**Selected text:**
========================================

Chuck Holton
Politics • Culture • News
Make Him a Man: America Depends on It
November 13, 2024

Hey, you’re a parent. It’s a free country, and they’re your kids—you can raise them however you want. But remember, the rest of us are going to be living in the world with them too. And frankly, we’re frustrated with what we see: weak, overly sheltered boys who have been taught to avoid discomfort and to eschew risk at all costs. They’re careful, quiet, and spend most of their lives watching screens instead of facing the world head-on. They’ve become like pampered little poodles, sitting comfortably on the couch, always taking the path of least resistance.

But here’s the problem: these boys will grow up. One day, they’ll be expected to step into roles as providers, protectors, and leaders. Unfortunately, while they’ve spent their youth on easy streets, coddled and swaddled in air-conditioned comfort, there are other young men out there living a very different reality. Boys in tough corners of the world sleep in the dirt, go without food, do back-breaking labor, and carry responsibilities far beyond their years. For them, hardship isn’t something to be avoided; it’s simply life.

========================================

**Stored rows:**
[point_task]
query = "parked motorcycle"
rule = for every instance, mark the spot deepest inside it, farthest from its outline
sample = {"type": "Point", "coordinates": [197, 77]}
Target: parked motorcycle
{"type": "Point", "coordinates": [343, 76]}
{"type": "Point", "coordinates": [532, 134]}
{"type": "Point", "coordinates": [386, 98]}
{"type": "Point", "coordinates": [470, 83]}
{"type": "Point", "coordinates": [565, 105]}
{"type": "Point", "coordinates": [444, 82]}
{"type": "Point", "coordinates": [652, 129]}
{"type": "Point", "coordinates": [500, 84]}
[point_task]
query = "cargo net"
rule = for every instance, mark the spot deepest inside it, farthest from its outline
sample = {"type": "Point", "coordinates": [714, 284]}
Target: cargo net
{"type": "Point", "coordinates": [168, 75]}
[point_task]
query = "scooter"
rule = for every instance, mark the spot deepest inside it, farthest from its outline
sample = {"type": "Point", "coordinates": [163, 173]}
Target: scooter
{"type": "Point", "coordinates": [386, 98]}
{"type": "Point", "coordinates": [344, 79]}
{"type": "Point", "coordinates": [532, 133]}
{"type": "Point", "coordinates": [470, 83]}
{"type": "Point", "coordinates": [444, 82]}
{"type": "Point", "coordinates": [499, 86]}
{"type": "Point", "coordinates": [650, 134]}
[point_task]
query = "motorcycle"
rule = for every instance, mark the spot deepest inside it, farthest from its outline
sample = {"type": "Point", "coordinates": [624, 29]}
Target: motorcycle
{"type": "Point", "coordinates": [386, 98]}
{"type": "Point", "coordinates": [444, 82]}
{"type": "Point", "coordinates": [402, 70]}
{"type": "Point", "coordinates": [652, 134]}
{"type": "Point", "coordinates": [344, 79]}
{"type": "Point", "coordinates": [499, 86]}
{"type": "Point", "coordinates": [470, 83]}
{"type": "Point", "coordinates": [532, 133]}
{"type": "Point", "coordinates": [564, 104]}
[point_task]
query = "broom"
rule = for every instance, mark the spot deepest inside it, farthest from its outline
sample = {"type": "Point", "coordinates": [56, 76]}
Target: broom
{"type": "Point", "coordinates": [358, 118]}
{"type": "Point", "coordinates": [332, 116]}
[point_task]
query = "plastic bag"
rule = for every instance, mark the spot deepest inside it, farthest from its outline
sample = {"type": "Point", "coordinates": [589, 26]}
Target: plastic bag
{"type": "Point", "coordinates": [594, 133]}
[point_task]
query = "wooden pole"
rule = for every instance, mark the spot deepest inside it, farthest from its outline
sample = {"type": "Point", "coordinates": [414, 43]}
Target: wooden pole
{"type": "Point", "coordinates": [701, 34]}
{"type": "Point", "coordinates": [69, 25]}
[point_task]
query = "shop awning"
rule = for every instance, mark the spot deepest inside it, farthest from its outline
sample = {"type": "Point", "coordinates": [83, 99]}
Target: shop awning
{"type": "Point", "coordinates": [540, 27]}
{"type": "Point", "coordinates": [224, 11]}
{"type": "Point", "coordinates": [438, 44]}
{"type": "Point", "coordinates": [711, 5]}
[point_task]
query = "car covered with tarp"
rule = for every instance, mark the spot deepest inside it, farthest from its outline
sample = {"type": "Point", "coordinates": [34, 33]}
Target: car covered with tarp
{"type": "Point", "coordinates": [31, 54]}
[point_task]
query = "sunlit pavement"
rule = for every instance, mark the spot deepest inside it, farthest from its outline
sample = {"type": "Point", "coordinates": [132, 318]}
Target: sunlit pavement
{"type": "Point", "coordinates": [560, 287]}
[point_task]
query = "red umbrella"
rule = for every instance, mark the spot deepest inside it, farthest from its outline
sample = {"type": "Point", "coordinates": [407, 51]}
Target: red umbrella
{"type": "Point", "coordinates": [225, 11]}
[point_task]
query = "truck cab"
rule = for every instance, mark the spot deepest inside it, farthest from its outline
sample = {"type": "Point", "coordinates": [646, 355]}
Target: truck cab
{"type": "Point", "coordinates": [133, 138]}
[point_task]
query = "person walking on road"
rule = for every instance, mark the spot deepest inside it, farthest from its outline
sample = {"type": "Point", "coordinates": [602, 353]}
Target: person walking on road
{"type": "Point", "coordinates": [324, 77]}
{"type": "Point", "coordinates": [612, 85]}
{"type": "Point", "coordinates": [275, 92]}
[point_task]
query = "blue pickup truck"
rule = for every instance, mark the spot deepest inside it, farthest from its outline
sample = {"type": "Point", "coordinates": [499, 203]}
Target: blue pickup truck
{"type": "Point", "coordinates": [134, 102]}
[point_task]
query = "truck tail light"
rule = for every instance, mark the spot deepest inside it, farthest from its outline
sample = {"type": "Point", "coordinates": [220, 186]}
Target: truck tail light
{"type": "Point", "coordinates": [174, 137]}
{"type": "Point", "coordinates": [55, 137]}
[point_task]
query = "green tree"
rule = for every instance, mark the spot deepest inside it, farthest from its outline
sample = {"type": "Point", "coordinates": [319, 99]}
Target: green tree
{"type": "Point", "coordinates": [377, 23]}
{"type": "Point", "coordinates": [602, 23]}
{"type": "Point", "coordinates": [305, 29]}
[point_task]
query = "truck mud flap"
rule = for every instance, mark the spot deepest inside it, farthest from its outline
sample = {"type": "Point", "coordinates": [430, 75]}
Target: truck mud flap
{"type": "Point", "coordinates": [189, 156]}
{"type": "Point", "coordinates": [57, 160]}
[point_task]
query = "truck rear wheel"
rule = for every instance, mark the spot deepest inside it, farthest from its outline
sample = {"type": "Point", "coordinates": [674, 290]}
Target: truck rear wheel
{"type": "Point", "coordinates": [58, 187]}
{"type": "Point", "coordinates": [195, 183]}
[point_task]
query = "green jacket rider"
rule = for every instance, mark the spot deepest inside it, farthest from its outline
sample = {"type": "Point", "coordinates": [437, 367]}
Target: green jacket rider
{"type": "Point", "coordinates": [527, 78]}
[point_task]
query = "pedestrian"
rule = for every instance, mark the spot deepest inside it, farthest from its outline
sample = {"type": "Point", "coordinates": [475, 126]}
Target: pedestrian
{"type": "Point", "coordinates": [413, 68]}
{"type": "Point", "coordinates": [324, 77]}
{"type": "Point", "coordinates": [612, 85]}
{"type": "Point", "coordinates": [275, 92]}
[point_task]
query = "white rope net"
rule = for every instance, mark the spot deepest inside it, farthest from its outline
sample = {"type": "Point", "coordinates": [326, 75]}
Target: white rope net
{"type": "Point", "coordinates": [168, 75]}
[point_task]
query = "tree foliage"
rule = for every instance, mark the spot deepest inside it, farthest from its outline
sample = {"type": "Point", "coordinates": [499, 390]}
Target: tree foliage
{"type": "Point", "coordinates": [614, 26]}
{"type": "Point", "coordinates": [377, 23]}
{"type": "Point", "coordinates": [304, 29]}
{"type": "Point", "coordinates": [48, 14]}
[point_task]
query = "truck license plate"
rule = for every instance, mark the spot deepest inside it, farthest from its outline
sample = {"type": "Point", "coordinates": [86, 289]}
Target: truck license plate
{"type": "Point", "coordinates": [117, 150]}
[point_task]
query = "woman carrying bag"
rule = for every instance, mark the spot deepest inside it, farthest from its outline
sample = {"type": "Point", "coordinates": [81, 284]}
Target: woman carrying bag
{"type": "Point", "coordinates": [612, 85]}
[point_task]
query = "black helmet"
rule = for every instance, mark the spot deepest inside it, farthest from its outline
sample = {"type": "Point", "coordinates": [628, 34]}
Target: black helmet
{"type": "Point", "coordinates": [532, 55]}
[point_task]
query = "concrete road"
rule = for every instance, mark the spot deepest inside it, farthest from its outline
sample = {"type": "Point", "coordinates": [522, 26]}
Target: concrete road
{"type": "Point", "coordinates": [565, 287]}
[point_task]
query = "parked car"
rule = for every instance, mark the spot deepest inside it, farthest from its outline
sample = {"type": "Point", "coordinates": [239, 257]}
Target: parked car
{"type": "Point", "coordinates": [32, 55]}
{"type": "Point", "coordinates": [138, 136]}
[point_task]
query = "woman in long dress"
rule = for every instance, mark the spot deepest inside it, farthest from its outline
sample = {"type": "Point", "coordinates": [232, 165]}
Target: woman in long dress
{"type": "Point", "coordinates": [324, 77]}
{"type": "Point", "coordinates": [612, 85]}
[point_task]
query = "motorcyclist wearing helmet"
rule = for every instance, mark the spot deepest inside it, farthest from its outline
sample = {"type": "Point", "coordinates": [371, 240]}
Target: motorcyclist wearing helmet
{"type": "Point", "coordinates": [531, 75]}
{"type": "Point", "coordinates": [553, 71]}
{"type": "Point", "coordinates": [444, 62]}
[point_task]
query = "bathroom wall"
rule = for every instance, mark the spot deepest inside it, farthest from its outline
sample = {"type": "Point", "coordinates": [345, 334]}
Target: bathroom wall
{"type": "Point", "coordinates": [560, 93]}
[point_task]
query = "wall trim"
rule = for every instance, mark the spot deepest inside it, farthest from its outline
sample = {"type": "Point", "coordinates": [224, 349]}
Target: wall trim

========================================

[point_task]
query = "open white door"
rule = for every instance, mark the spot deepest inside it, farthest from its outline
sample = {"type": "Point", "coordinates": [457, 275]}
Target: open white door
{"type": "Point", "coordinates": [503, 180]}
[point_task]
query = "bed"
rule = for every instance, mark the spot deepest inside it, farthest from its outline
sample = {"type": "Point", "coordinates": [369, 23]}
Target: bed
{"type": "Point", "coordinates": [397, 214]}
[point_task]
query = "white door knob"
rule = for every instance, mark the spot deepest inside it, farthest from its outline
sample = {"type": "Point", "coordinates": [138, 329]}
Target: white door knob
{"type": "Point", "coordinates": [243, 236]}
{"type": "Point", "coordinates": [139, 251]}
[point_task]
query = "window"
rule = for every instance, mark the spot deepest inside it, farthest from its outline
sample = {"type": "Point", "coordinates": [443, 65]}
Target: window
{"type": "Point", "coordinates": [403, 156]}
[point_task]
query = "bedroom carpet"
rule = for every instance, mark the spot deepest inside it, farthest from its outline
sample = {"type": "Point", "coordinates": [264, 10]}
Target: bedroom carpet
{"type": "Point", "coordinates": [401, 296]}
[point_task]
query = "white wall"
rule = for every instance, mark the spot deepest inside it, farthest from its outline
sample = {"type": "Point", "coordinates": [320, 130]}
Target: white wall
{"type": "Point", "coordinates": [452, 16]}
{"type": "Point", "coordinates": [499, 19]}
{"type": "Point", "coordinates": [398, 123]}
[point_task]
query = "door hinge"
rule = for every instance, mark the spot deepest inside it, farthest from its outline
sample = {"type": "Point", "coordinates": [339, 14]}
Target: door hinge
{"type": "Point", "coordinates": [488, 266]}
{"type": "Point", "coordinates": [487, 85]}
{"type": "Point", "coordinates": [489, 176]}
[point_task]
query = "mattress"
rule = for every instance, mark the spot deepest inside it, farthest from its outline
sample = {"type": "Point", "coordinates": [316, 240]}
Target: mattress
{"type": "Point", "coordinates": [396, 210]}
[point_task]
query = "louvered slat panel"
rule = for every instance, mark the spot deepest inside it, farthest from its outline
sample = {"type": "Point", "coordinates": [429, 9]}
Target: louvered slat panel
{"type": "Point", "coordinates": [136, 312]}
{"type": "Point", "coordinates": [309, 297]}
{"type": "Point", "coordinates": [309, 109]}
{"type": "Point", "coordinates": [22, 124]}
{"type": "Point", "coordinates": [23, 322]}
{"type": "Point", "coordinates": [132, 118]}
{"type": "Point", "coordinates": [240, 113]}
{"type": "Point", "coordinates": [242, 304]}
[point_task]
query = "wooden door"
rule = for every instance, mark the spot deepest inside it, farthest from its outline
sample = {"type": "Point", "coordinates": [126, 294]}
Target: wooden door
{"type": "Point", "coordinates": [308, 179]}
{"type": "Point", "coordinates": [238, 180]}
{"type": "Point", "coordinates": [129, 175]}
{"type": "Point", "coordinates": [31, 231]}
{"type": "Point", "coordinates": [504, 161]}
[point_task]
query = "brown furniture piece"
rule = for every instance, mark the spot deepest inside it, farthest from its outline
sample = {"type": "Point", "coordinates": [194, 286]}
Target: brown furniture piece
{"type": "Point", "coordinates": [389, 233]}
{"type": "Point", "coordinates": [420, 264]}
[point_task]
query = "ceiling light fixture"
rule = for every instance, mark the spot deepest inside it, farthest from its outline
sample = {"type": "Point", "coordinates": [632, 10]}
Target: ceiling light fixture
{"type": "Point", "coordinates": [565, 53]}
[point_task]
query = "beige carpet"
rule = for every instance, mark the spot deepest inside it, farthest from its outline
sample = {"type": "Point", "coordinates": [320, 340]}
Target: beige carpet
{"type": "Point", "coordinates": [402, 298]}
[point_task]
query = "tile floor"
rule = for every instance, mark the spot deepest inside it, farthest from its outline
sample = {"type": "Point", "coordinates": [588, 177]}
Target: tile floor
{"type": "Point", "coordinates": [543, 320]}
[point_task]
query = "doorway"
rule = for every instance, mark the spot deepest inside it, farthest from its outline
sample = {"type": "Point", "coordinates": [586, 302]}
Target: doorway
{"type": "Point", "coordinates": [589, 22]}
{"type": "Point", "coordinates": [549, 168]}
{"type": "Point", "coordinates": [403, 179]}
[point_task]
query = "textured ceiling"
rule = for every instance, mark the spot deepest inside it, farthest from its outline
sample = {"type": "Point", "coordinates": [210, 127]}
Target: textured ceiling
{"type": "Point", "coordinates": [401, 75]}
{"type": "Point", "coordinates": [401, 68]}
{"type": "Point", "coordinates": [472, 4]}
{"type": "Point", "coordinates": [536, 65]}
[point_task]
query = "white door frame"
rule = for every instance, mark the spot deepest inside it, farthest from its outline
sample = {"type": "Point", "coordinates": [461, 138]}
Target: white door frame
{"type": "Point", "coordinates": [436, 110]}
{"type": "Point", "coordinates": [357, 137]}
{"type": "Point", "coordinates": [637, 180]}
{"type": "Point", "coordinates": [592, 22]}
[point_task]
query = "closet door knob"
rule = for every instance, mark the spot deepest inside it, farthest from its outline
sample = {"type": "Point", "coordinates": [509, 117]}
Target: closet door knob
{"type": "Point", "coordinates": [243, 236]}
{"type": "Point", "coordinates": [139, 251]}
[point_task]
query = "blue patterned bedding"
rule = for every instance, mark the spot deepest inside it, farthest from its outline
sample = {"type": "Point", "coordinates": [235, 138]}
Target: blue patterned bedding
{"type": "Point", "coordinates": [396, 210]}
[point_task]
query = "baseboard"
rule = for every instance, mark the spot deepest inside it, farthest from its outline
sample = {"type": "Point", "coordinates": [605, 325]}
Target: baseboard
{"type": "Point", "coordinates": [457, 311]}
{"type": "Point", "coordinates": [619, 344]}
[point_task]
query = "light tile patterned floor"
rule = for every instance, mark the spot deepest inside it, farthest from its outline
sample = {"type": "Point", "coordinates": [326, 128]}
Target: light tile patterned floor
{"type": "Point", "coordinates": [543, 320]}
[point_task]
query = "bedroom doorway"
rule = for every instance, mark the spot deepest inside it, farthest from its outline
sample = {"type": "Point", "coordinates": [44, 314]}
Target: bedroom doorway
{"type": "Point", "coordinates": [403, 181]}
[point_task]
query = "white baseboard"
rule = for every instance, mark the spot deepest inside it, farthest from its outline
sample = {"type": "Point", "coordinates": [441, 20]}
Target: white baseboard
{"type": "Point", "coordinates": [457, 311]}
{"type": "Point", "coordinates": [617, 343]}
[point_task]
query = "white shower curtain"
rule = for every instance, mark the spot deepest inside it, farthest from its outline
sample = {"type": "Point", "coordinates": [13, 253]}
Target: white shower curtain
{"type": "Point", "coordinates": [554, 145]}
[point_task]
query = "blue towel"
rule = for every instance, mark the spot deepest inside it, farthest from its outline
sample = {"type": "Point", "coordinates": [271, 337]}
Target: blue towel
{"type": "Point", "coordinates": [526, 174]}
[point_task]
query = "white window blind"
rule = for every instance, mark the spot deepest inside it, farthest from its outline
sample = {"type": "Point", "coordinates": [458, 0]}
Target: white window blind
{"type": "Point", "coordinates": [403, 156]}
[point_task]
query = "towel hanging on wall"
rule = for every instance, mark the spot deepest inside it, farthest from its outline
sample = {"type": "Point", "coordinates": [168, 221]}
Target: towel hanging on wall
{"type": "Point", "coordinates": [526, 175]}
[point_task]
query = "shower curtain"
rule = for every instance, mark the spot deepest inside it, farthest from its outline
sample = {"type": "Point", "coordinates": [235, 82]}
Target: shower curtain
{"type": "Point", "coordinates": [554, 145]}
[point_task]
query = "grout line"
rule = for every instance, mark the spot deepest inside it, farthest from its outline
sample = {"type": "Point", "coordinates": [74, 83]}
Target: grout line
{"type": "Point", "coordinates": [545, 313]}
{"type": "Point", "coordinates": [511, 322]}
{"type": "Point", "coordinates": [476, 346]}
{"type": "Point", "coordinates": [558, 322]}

========================================

According to the article on raising boys, which roles will these boys one day be expected to step into? The entries above come from a different source than the article.

Providers, protectors, and leaders.